* [INSTRUCTION 1]:
Decide whether each statement agrees with the timeline below. Answer yes or no for each, and quote the words of the timeline that settle it.
(a) Father Albrecht died on March 4, 1884.
(b) The settlers arrived at Union Station in Seattle.
(c) Two Sisters moved from Mt. Angel to Mariazell Convent in Sublimity.
* [INSTRUCTION 2]: Return every line in the entries below that contains the string "doorway". Matching is case-sensitive.

* [PAGE EXCERPT]:

Pre-Foundation Roots (1840s through 1880s)
Note: References to “Sisters” prior to the official founding of the Community include those who had left the Sisters of the Precious Blood in Ohio and the young women who aspired to be Sisters.
- Missionaries of the Precious Blood arrived in Ohio under the leadership of Fr. Francis Brunner.
- Fr. Joseph Albrecht was ordained.
- A dispute within the Precious Blood community (the co-called “Hoop Skirt Incident”) led to Father Albrecht leaving Ohio with a group of parishioners, Sisters and Brothers.
October 1866 to August 1867
- Sisters stay in St. Nazianz, Wisconsin, with the Oschwald Sisters. Three Sisters of the Precious Blood decided to remain there and eventually became the foundresses of the Franciscan Sisters of Christian Charity in Manitowoc.
- A settlement, which included Fr. Albrecht, parishioners, Sisters and Brothers, was established in Rush Lake, Minnesota.
1880s and 1890s
March 4, 1884
- Father Albrecht died, leaving two hostile camps in the parish.
July 24, 1884
- Father Albrecht’s body was secretly concealed inside a large packing case and loaded onto a train bound for Oregon with 79 members of the community.
July 31, 1884
- The settlers arrived at Union Station in Portland, Oregon, then continued on to Jordan, Oregon.
June 21, 1885
- Father Wernher Ruettimann, OSB, offered Mass to the community in Jordan.
- Archbishop William H. Gross met with the Sisters. After telling them that they were not religious women in the eyes of the church, he asked them to “be my Sisters and help me with my work.”
Pentecost Eve, 1886
- A confrontation with the trustees of the settlers resulted in several Sisters leaving Jordan and staying with the Benedictine monks in Mt. Angel. Other Sisters remained in Jordan.
August 14, 1886
- Two Sisters (Emma Bleily and Catherine Eifert) moved from Mt. Angel to Mariazell Convent in Sublimity. Others joined them in September and October.

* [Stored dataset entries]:

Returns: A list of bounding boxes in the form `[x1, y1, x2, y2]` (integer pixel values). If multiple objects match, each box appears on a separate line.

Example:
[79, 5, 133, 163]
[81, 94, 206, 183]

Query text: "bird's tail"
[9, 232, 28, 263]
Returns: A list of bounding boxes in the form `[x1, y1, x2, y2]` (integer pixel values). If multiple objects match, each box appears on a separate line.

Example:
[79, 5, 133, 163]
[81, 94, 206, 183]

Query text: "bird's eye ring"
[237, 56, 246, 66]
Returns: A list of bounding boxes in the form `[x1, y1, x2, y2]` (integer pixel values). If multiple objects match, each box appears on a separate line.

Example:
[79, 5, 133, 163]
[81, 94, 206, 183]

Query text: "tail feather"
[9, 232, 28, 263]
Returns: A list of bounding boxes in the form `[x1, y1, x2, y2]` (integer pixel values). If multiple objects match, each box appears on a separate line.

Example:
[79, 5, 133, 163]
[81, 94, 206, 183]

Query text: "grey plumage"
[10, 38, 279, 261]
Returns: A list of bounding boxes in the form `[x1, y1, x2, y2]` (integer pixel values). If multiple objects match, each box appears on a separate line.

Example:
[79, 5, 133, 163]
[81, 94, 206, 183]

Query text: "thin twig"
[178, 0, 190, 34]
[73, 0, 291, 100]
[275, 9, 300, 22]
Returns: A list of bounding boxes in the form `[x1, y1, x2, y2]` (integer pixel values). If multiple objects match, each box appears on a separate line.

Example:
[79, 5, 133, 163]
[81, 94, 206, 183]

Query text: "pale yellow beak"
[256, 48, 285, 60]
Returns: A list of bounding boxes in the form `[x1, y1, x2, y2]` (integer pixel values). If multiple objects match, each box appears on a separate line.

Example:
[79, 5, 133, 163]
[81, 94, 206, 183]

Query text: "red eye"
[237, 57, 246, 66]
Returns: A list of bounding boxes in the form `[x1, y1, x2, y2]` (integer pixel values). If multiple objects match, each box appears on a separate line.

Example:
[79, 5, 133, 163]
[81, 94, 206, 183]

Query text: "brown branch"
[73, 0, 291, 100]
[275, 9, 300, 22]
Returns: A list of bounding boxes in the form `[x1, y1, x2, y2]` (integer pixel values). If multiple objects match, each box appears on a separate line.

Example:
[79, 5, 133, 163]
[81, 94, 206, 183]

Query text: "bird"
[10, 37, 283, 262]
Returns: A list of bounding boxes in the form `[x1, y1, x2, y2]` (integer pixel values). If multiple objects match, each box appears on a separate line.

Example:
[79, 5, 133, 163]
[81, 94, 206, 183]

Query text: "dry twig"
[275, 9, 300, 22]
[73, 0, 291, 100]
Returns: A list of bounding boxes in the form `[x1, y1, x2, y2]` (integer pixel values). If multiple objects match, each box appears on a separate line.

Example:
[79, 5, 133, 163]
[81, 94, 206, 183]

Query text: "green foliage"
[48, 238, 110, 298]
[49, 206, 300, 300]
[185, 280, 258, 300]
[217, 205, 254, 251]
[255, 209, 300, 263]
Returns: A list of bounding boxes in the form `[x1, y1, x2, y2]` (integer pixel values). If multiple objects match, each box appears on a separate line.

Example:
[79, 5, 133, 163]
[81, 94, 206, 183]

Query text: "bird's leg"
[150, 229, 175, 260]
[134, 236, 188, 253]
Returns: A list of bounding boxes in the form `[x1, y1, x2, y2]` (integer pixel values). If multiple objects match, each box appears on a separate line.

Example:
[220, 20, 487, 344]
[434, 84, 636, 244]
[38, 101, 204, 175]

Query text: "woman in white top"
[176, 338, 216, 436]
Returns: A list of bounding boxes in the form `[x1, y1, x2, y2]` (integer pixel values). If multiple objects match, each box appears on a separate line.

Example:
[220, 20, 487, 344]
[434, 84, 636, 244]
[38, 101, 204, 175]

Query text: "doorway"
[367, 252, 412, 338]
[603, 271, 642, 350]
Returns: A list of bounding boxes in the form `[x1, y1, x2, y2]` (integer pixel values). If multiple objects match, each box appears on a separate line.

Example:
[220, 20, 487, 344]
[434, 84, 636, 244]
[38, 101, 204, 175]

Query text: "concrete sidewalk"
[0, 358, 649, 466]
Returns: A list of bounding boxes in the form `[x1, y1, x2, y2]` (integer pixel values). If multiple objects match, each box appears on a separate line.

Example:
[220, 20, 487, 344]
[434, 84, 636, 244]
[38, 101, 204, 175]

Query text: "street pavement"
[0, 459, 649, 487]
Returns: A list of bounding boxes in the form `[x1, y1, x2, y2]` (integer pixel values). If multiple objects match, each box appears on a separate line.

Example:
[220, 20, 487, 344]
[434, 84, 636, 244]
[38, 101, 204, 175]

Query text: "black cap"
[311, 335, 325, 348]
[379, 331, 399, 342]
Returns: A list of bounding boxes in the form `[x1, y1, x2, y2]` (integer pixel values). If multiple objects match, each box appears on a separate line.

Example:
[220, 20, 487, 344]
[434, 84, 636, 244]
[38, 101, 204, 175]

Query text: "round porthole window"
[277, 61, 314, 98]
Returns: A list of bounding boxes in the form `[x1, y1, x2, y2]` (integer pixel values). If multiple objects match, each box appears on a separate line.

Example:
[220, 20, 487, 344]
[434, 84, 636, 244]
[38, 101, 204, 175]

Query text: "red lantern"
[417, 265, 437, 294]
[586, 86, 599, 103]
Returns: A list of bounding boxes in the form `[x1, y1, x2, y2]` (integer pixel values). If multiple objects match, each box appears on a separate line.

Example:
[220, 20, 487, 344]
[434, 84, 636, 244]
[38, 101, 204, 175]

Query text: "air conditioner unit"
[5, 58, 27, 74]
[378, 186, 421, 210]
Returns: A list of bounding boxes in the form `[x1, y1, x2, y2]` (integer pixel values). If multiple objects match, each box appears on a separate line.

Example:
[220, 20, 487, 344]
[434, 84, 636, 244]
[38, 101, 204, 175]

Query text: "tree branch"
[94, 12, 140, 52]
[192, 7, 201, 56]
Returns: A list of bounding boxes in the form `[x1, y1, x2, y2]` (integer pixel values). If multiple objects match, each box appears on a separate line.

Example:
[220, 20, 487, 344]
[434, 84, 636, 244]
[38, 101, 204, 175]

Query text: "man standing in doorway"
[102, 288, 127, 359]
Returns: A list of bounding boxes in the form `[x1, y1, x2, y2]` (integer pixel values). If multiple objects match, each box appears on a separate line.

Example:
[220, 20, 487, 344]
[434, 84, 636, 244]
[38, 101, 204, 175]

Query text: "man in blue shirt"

* [CORRECT ANSWER 1]:
(a) Yes: "March 4, 1884" and "Father Albrecht died, leaving two hostile camps in the parish."
(b) No: "The settlers arrived at Union Station in Portland, Oregon, then continued on to Jordan, Oregon."
(c) Yes: "Two Sisters (Emma Bleily and Catherine Eifert) moved from Mt. Angel to Mariazell Convent in Sublimity."

* [CORRECT ANSWER 2]:
Query text: "doorway"
Query text: "man standing in doorway"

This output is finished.